(Data entries)

----------------

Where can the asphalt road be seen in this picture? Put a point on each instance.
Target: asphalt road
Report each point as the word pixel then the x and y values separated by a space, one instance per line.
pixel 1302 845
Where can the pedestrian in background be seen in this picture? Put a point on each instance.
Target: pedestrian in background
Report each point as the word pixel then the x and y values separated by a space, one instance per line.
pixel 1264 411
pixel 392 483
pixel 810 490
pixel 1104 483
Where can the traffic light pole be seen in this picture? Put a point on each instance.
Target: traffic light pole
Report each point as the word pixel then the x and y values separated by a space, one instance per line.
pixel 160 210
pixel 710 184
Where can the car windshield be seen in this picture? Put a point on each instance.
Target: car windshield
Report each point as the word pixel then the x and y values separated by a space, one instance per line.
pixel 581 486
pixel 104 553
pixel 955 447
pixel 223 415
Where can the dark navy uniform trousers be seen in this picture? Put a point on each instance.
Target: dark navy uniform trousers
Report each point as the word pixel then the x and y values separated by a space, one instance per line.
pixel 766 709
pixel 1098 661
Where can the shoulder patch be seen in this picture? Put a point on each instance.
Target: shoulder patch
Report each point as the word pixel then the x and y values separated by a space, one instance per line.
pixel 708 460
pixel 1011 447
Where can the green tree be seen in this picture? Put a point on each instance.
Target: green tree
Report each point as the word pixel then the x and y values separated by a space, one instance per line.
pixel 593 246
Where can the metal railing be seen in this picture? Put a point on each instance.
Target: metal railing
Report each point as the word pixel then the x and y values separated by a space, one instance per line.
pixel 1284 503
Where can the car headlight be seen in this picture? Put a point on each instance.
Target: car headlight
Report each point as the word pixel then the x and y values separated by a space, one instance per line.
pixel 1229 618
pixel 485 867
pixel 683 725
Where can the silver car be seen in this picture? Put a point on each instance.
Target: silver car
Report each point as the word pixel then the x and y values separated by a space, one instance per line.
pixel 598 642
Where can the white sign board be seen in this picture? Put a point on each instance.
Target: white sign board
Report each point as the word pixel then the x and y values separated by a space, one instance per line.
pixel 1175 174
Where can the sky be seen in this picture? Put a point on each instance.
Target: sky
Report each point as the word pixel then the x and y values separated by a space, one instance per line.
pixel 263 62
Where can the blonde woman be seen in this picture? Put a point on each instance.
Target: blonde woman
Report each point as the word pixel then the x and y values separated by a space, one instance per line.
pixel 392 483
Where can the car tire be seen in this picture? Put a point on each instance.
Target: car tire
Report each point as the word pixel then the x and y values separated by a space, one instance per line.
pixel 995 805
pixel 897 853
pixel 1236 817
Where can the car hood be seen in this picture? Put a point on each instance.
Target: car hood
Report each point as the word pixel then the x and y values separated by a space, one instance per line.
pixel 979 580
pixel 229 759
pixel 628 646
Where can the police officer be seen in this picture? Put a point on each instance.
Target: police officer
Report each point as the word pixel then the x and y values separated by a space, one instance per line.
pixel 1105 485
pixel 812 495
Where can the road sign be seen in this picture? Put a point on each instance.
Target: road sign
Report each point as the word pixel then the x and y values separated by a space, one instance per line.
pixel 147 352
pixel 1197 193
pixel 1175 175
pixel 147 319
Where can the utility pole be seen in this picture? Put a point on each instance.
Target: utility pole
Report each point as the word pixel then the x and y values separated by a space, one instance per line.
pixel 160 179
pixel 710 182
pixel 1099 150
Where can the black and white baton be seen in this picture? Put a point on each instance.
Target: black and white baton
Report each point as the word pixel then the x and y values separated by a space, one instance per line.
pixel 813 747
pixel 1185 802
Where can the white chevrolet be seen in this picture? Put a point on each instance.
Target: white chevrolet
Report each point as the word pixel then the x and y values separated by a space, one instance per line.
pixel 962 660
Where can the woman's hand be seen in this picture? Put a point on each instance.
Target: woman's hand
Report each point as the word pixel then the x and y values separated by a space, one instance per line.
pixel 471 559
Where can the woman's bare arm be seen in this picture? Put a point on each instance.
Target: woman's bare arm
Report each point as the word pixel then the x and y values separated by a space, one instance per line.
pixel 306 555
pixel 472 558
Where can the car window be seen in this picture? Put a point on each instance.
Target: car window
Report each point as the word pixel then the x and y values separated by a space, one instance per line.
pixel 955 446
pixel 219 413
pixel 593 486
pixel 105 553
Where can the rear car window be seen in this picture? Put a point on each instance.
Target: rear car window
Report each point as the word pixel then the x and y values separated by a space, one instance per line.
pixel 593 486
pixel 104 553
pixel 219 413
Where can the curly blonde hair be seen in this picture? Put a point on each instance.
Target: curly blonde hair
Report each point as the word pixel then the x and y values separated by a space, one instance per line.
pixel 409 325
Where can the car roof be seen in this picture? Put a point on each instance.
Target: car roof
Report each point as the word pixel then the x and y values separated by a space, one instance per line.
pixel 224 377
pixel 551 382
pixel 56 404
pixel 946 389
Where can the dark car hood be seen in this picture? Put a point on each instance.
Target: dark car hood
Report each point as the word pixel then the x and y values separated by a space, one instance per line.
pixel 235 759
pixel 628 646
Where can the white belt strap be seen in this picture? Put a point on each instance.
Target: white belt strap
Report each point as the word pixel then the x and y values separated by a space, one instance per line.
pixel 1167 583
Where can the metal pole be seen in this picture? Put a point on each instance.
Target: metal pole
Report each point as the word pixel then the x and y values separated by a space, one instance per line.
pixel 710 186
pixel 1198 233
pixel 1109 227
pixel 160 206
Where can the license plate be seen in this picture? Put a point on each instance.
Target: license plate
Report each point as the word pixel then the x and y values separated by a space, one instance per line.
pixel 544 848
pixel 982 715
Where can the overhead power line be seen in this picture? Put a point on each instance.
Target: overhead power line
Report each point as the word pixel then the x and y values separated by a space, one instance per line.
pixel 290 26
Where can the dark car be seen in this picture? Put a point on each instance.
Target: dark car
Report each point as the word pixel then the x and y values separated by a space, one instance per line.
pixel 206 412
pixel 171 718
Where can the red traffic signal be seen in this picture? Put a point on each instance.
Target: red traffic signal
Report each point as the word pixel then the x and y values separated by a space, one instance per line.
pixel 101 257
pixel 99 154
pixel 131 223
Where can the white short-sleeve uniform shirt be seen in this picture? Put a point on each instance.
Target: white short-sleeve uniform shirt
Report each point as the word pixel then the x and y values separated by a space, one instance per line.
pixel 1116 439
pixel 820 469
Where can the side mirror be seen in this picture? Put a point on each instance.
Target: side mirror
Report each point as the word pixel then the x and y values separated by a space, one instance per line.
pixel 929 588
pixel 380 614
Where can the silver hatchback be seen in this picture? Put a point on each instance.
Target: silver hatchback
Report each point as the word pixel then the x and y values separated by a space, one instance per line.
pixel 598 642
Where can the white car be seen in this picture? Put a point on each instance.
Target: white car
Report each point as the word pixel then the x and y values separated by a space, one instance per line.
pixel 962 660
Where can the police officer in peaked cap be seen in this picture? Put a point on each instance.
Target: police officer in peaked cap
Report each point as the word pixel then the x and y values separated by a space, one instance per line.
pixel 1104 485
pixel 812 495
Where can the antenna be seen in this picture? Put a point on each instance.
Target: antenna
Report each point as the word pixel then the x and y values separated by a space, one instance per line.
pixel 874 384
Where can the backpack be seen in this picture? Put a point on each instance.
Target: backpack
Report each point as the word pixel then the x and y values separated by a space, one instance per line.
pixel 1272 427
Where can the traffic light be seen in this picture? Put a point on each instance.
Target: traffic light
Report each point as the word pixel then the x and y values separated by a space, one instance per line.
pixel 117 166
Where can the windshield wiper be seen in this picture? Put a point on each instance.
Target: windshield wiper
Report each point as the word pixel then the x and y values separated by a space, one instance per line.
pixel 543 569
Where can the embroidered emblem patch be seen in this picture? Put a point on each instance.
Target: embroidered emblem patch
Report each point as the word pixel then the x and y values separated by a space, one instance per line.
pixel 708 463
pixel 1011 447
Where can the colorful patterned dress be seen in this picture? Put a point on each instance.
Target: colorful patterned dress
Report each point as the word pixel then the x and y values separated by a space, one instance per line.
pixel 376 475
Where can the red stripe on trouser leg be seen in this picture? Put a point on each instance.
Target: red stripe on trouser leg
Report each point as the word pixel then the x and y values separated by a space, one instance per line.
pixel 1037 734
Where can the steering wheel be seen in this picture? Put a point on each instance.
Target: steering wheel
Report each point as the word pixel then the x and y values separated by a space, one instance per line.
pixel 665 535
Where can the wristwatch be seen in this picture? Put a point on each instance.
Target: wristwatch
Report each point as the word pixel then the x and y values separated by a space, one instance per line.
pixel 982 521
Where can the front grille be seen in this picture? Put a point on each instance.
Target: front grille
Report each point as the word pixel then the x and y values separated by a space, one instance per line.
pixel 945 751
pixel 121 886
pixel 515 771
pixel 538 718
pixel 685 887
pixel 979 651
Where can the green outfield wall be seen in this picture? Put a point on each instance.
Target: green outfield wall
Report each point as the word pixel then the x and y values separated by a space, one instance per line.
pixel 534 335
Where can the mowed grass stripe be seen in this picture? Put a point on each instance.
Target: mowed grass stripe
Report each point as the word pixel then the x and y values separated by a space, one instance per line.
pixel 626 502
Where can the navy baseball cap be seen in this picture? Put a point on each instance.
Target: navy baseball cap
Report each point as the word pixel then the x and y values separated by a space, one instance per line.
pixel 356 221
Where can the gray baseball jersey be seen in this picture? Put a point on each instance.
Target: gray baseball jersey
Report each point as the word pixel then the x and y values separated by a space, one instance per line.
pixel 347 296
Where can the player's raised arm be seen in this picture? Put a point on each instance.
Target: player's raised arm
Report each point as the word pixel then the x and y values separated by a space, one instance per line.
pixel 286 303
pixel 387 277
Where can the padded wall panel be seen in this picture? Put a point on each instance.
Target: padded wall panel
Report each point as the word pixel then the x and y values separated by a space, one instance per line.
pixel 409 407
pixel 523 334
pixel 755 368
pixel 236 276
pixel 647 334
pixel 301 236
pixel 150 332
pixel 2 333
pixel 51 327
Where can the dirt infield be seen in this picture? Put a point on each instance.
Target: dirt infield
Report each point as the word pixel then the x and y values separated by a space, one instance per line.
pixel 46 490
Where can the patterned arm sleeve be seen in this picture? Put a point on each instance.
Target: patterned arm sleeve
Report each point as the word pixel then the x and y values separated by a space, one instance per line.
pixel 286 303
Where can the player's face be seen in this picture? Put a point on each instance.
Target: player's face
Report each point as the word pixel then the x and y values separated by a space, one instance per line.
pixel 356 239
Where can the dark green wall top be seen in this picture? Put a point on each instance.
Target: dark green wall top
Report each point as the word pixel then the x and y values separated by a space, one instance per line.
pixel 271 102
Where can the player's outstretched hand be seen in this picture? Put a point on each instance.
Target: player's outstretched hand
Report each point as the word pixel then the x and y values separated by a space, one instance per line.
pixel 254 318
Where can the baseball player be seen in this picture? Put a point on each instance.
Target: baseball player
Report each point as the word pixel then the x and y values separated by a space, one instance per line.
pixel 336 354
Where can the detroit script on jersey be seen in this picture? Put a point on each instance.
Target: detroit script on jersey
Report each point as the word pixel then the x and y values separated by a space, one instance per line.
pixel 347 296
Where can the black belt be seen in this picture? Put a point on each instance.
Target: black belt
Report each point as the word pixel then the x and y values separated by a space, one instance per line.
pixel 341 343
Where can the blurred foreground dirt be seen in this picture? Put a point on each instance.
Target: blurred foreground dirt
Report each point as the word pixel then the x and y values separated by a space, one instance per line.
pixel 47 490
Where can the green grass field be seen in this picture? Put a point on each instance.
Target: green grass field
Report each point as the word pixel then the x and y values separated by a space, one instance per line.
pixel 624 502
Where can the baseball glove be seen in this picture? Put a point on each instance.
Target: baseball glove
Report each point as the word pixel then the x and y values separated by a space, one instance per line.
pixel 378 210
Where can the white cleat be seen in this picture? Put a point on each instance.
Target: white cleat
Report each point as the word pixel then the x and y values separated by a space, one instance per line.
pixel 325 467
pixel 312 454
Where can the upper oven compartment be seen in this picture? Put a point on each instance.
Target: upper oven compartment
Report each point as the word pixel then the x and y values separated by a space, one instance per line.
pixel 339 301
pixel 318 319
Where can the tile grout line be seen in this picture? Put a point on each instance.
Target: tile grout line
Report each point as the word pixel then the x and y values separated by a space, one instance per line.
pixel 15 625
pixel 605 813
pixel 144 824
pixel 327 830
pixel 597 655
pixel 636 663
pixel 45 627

----------------

### HOW TO COMPLETE THIS TASK
Once you have identified the lines above that contain "blurred", copy each of them.

### EXPECTED ANSWER
Where can the blurred foreground dirt be seen in this picture? Put a point on each instance.
Target: blurred foreground dirt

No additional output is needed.